**WORK ITEM:**
Search the records below for the word "railing". Pull out each line that has it.

Extracted data entries:
──────────────────────────────

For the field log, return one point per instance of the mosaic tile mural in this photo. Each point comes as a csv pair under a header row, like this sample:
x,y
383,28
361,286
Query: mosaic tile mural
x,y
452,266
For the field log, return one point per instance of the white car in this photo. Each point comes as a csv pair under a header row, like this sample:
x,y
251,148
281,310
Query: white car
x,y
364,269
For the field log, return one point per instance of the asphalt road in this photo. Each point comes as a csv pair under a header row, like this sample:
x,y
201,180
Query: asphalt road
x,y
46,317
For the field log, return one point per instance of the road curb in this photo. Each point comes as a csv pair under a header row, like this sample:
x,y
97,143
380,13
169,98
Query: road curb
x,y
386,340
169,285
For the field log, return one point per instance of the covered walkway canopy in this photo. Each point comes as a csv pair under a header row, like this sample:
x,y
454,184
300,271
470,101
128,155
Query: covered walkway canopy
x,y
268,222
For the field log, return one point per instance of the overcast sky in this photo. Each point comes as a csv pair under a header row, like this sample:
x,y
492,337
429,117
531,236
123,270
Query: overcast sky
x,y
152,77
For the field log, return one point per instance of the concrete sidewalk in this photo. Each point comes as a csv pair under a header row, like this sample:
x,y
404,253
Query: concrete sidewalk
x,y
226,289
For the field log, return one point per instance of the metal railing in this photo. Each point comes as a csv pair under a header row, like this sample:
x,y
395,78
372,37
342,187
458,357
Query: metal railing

──────────────────────────────

**RESPONSE AREA:**
For the field log, return one point per instance of the metal railing in this photo. Each point comes as a csv pair under a header row, like this sample:
Query: metal railing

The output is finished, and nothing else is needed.